*Problem statement*. The string "tractor" may appear in lines of the data; report how many lines contain it, with no other output.

[Images for object localization]
--------------------------------------------------

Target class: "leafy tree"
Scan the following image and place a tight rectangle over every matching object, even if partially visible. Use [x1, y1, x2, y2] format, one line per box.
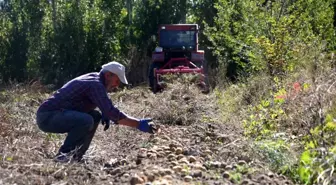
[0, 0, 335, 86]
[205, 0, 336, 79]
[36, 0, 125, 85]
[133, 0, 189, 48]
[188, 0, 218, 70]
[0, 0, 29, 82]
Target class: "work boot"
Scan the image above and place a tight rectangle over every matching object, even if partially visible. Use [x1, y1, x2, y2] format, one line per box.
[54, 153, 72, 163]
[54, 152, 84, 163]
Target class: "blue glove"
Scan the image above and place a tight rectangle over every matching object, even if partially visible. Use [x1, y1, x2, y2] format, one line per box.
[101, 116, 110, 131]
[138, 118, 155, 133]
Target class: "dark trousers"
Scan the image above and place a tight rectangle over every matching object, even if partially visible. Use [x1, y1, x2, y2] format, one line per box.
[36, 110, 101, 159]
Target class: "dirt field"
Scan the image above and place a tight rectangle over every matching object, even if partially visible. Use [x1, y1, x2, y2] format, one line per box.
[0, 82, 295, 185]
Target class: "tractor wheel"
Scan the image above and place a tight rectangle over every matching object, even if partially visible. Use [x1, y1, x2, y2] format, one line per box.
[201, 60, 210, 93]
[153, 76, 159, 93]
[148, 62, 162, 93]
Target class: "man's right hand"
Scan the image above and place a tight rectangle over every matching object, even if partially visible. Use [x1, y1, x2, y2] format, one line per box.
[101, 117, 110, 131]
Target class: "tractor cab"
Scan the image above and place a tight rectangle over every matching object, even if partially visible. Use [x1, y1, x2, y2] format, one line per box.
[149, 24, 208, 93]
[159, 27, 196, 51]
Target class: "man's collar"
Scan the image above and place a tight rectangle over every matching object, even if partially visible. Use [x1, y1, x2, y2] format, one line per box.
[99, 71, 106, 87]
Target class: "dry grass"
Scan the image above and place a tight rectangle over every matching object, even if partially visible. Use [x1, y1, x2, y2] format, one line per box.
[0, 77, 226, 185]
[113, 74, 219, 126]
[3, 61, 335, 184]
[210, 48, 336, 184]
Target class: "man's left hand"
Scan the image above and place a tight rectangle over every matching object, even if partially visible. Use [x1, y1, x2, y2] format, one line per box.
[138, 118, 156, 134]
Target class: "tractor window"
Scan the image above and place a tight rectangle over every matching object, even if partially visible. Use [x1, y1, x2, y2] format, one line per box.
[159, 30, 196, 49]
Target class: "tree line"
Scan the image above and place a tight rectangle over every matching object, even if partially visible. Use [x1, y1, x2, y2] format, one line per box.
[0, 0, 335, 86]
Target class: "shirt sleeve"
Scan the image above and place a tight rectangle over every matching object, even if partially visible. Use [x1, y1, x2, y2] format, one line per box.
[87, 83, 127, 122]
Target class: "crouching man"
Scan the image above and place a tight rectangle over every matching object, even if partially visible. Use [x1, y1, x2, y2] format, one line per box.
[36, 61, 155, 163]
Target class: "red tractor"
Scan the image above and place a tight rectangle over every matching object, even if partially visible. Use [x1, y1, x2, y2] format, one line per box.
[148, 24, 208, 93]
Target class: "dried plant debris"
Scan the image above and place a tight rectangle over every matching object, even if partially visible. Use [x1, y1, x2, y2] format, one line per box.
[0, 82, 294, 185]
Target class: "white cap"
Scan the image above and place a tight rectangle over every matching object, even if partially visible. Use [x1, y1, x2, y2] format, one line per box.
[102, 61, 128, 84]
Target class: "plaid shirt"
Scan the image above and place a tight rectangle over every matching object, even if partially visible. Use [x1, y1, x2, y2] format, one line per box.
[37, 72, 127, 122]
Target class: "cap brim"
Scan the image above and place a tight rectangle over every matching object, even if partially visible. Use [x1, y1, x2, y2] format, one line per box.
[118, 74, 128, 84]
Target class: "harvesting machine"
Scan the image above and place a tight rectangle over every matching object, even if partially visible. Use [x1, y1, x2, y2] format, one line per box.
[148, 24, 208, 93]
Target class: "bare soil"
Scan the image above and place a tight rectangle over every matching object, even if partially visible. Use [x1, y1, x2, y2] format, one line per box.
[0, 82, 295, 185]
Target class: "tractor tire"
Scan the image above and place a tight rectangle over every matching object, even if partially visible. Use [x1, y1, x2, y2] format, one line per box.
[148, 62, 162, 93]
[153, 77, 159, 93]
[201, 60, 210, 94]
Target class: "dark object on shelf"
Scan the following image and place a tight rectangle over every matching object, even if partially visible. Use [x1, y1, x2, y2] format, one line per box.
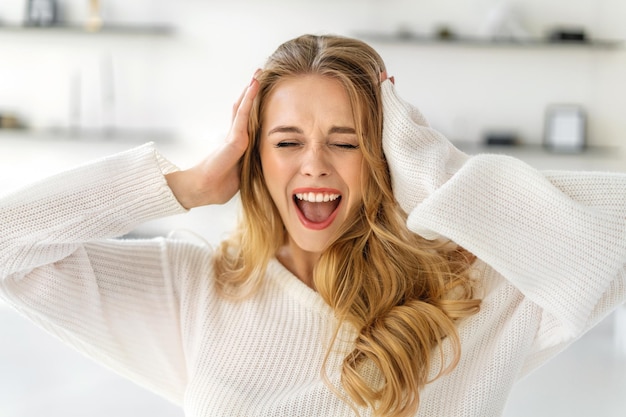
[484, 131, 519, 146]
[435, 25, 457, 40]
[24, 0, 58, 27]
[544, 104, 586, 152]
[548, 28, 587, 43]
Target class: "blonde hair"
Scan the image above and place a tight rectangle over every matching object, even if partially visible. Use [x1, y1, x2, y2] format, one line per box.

--------------------------------------------------

*Solution below*. 5